**Given records**
------------------------------------------------

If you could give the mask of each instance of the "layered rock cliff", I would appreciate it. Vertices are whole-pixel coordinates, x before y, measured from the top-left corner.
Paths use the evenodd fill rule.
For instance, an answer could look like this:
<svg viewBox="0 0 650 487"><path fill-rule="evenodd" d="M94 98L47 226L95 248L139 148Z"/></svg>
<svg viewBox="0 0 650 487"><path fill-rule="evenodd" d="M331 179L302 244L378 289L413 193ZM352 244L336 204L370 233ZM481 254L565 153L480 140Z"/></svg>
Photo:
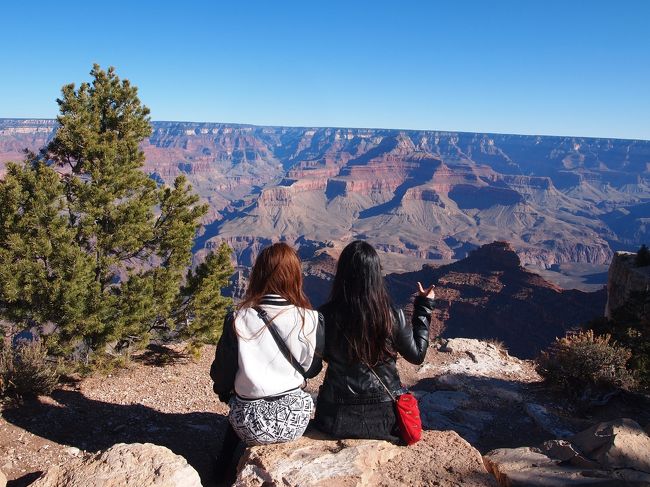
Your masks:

------------------------------------------------

**Exercise brief**
Lines from the top of the entries above to the line that contains "Paths use the evenodd fill rule." should be set down exactly, please, with both ends kept and nothing added.

**Finished exercise**
If you could give the mask of each instance of the "layered rock cliff", I would appreciate it. Vertices are whole-pixel coordinates, x before y, measured from the top-left corner.
Paths use the evenodd fill rule.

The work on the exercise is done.